Stated problem: Turn the data between the line containing "Put a point on every instance of the white slipcovered" and the line containing "[(882, 751), (427, 594), (996, 683), (275, 671)]", inclusive, into a Markdown table with the columns Row and Line. Give each line its row number, leave out blank lines, and include no other lines.

Data for this exercise:

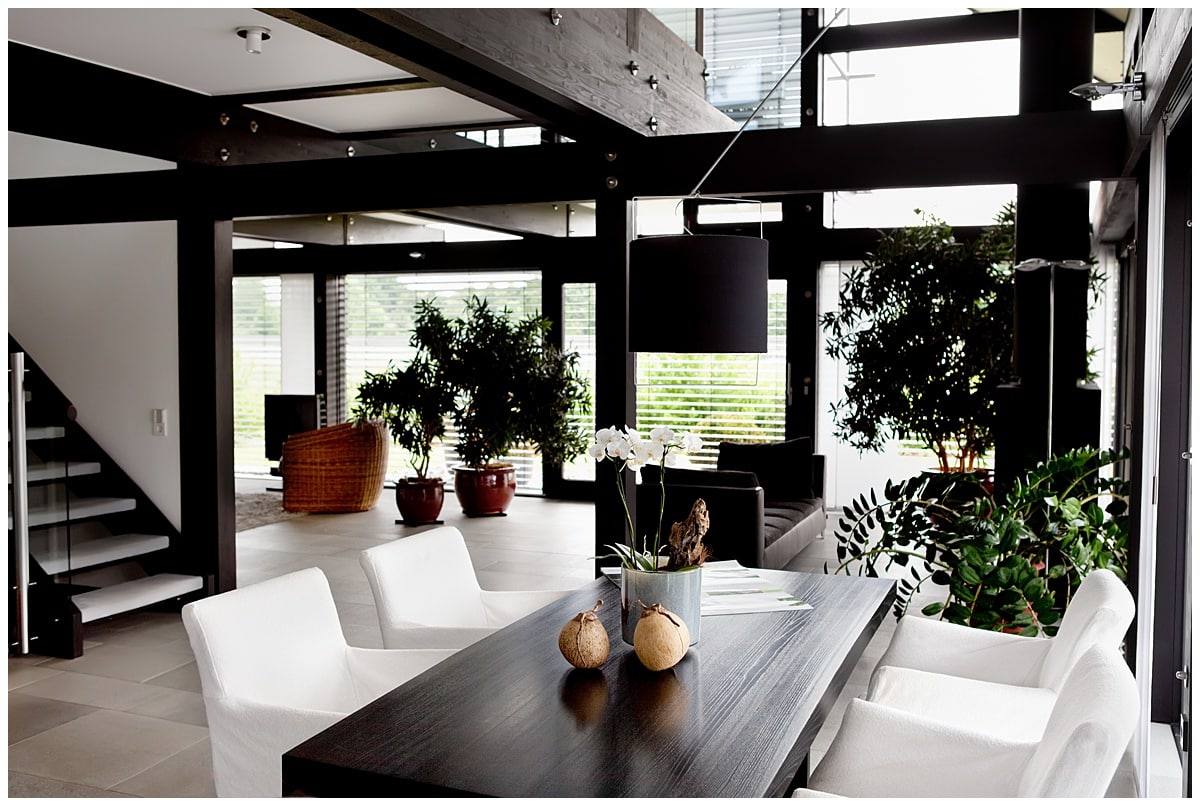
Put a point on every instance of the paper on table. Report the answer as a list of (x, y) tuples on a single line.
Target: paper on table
[(729, 587)]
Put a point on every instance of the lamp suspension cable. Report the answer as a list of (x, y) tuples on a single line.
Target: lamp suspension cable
[(787, 72)]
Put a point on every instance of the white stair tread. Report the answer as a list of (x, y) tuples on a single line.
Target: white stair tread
[(79, 509), (95, 551), (126, 596), (48, 470), (42, 432)]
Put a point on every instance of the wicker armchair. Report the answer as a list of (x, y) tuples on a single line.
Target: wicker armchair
[(335, 469)]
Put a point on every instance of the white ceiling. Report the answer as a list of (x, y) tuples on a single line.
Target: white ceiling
[(198, 49)]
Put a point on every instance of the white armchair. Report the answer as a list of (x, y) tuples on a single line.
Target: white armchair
[(882, 751), (427, 594), (995, 683), (275, 669)]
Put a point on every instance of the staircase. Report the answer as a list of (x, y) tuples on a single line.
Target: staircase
[(97, 546)]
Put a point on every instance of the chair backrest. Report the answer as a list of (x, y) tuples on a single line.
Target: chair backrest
[(1099, 613), (425, 579), (1089, 729), (276, 642)]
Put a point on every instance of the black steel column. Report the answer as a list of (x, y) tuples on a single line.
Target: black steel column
[(616, 402), (205, 398), (1049, 409)]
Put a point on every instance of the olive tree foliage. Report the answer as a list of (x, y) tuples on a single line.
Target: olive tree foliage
[(924, 326)]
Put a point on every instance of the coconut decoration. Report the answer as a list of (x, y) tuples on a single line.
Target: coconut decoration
[(583, 641), (660, 638)]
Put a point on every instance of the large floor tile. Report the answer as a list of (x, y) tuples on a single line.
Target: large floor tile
[(102, 749), (91, 690), (137, 663), (31, 715), (187, 774), (35, 786)]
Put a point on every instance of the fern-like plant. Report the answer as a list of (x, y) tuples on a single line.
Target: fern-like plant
[(1009, 563)]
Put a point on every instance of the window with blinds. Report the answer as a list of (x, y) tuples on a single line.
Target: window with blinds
[(719, 397), (257, 361), (379, 314)]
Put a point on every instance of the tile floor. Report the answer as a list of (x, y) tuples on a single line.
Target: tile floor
[(127, 720)]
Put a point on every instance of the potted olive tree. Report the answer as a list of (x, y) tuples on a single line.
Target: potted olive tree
[(414, 403), (513, 386), (925, 330)]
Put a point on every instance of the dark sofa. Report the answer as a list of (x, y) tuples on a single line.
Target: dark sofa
[(766, 501)]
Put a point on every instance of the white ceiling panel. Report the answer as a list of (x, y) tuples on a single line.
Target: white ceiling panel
[(195, 48), (385, 110)]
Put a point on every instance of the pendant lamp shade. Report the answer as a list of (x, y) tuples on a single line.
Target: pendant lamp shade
[(697, 294)]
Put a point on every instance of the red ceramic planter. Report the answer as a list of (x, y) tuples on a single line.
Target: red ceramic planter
[(420, 500), (485, 491)]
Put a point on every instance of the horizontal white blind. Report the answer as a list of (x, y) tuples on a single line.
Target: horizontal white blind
[(256, 365), (720, 397), (747, 50), (381, 311)]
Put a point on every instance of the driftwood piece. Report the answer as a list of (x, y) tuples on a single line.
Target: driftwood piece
[(684, 546)]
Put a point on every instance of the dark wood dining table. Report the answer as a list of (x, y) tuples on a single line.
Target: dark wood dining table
[(508, 716)]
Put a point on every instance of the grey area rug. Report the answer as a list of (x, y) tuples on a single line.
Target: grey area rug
[(261, 509)]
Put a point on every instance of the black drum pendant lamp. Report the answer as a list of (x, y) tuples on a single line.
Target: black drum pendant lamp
[(702, 293), (697, 294)]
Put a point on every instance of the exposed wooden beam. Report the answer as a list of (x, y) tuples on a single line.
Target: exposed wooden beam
[(112, 109), (571, 77)]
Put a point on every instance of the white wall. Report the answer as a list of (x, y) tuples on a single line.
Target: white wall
[(95, 306)]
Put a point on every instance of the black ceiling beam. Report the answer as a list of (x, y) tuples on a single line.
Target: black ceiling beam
[(571, 77), (69, 100), (328, 91), (1071, 146), (936, 30), (916, 32), (387, 258)]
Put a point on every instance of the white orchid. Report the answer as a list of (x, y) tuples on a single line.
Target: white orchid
[(627, 449)]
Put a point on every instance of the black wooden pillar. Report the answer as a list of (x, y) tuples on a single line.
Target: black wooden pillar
[(205, 398), (796, 256), (1053, 226), (615, 394)]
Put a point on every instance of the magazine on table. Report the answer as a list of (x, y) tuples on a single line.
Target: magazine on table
[(729, 587)]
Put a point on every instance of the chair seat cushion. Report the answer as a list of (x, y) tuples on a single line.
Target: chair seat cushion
[(780, 517), (997, 709)]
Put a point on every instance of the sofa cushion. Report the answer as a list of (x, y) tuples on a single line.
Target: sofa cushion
[(701, 477), (784, 469)]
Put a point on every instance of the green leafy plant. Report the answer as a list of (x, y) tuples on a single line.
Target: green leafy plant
[(924, 328), (511, 384), (1008, 563), (414, 403)]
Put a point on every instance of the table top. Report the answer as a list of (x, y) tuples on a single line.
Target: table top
[(509, 716)]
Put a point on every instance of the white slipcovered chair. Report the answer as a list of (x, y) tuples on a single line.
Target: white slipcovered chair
[(882, 751), (427, 594), (996, 683), (275, 671)]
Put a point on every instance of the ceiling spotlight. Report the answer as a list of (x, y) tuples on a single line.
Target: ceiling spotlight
[(1096, 90), (255, 36)]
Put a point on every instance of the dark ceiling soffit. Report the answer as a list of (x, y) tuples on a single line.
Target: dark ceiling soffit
[(937, 30), (388, 258), (1073, 146), (112, 109), (571, 78), (328, 91)]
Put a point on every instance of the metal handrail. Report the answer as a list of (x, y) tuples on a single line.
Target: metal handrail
[(19, 493)]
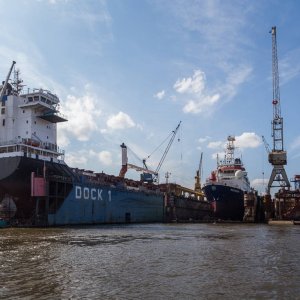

Solution for this task:
| Row | Line |
|---|---|
| 1 | Put a point on every instance of the white slipcovered chair. Report the answer as a list of (x, y) tuples on a single line. |
| 2 | Target: white slipcovered chair |
| 3 | [(882, 751), (427, 594), (996, 683), (275, 671)] |